──────── Provided records

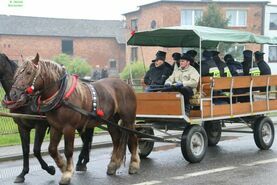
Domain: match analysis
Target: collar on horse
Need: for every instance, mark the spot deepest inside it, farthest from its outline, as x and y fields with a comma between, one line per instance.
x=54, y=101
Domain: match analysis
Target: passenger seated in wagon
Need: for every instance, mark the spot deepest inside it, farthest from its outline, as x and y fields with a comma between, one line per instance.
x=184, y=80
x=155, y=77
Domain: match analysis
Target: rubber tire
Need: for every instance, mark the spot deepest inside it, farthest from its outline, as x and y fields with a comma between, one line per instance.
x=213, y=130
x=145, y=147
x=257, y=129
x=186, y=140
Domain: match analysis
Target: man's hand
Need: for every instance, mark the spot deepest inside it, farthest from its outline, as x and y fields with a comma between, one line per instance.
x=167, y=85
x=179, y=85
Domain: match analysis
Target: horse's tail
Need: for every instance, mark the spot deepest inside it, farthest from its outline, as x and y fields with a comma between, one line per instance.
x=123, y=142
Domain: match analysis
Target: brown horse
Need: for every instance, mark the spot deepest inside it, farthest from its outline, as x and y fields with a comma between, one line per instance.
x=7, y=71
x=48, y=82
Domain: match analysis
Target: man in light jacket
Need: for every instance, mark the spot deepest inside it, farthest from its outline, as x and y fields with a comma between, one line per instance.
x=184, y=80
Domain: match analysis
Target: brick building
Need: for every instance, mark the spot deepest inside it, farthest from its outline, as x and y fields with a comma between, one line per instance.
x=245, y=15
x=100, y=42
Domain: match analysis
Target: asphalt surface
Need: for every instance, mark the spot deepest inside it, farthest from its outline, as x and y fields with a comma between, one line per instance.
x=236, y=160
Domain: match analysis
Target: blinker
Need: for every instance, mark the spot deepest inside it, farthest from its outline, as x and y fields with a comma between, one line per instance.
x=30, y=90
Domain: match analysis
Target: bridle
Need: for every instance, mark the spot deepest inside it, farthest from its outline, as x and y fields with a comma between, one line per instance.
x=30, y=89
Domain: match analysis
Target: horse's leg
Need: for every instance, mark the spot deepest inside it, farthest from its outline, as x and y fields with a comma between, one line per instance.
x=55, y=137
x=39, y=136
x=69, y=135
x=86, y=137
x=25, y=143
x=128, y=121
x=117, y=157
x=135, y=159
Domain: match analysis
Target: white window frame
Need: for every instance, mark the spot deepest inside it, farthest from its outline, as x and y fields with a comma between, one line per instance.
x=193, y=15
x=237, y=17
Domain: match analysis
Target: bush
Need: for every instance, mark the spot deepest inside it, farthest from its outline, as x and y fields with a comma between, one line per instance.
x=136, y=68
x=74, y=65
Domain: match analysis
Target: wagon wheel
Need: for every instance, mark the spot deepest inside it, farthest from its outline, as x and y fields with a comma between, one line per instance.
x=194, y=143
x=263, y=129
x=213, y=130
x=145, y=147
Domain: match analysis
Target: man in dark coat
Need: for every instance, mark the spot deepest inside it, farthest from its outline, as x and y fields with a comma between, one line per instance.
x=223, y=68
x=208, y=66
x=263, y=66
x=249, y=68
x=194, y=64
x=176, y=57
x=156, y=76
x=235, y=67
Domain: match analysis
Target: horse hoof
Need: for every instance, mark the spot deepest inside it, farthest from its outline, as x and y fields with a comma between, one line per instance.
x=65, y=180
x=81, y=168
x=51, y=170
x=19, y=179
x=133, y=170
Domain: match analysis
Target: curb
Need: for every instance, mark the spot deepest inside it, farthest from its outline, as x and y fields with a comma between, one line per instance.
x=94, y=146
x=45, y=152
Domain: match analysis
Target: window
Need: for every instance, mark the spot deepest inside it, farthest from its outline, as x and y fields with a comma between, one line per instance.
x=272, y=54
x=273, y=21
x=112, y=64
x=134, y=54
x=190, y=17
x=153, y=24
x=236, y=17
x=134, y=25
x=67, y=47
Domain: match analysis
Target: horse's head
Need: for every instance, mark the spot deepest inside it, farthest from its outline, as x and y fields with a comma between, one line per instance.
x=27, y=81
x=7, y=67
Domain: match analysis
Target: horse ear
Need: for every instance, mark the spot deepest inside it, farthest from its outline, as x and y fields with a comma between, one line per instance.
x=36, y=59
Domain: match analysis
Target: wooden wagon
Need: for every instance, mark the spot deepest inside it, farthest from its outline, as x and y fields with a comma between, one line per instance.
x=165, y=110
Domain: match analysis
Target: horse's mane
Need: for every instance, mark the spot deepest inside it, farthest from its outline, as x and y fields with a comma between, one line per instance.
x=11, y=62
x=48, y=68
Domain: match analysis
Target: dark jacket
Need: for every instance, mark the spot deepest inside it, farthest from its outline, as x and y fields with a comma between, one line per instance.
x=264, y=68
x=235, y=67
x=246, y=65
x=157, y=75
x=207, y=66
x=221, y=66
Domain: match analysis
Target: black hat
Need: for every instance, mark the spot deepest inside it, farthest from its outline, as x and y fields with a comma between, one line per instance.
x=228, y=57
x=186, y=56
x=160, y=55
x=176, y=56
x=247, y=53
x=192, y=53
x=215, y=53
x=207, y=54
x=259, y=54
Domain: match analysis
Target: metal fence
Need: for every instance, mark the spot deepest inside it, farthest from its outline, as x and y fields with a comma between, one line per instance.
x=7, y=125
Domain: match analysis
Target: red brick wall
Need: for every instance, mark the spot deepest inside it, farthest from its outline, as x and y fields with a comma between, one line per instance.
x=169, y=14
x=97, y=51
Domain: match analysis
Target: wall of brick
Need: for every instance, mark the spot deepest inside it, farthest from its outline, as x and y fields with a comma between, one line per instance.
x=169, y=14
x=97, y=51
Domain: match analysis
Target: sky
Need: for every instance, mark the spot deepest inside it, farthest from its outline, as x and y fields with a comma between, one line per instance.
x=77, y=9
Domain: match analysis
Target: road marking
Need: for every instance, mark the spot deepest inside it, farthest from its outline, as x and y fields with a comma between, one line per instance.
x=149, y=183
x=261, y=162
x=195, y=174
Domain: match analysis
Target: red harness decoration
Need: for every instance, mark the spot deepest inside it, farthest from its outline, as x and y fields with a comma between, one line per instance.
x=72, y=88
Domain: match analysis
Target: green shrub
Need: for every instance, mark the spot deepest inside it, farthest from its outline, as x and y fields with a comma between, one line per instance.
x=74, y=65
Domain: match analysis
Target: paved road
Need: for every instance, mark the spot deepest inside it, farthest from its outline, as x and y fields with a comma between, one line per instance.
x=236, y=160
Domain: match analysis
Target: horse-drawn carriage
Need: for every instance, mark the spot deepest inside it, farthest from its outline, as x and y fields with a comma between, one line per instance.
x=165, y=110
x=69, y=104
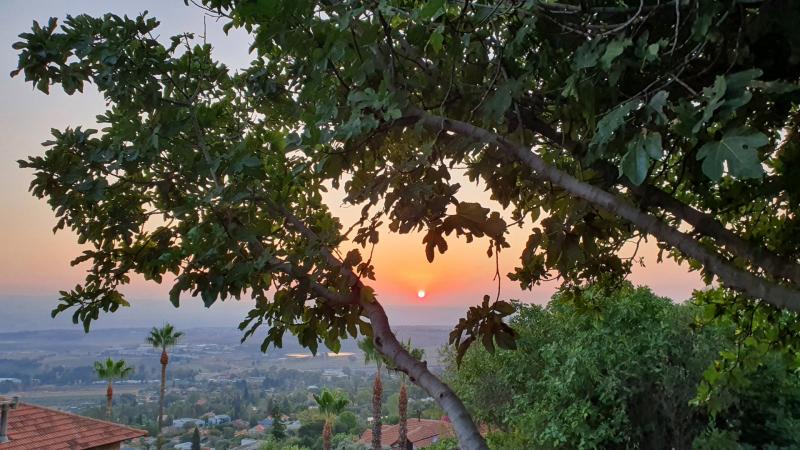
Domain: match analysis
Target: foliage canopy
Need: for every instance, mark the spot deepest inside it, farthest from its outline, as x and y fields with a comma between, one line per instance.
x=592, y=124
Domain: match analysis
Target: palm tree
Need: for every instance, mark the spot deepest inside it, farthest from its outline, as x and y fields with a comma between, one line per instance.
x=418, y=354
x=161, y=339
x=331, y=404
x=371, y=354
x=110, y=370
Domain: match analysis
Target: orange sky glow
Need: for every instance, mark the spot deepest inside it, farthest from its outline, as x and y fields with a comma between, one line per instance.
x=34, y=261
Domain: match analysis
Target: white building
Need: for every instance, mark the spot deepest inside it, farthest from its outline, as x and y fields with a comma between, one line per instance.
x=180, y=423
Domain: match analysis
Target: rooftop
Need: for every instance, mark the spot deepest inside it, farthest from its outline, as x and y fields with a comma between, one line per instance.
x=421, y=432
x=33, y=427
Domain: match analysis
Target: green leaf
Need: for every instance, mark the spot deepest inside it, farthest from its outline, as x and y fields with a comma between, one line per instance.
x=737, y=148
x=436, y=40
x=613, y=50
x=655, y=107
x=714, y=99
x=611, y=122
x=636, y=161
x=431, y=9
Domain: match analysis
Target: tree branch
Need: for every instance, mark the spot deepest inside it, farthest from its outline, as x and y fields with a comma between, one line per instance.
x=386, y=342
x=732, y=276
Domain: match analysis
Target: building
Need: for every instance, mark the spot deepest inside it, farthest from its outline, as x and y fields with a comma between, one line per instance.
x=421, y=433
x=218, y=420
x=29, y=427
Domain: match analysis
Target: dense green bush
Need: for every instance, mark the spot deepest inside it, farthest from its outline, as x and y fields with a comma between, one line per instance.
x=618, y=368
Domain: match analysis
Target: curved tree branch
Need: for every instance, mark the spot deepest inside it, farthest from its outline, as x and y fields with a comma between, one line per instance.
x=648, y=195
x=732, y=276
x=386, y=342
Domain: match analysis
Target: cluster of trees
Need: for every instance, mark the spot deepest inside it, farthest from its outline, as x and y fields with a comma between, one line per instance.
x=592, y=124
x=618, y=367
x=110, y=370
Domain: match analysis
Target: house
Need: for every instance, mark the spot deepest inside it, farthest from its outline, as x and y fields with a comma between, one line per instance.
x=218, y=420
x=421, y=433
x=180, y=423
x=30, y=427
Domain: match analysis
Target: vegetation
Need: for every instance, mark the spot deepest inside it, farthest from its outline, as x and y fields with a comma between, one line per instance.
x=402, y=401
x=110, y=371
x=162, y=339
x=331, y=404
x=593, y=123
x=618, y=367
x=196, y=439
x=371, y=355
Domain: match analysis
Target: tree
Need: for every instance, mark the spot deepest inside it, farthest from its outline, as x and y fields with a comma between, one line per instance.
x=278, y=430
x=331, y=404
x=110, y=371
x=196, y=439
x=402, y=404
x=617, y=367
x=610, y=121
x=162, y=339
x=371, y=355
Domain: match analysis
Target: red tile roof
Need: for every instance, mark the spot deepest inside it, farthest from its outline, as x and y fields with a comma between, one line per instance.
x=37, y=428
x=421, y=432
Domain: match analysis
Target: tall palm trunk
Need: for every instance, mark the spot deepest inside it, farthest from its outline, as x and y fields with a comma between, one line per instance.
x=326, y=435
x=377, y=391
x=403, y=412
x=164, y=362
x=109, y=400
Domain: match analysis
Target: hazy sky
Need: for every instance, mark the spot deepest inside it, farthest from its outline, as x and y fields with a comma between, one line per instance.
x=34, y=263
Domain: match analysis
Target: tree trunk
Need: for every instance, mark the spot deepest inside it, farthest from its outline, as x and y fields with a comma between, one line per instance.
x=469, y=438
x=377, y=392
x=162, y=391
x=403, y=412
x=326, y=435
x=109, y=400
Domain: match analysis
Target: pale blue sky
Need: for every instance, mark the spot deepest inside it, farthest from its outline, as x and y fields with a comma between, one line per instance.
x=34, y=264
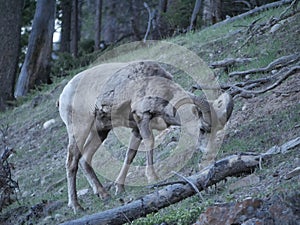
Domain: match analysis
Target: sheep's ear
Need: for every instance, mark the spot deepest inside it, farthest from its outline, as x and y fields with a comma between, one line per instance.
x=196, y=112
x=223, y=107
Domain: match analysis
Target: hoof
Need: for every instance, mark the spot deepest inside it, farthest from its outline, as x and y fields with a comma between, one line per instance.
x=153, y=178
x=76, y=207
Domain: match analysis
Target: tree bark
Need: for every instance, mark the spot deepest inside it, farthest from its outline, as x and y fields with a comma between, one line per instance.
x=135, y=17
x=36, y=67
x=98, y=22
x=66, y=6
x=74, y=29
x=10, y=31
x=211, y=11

────────────────

Instructions for the task: Please gather each line from the records above that contains the word "bush".

Full response:
Target: bush
Target: dense green bush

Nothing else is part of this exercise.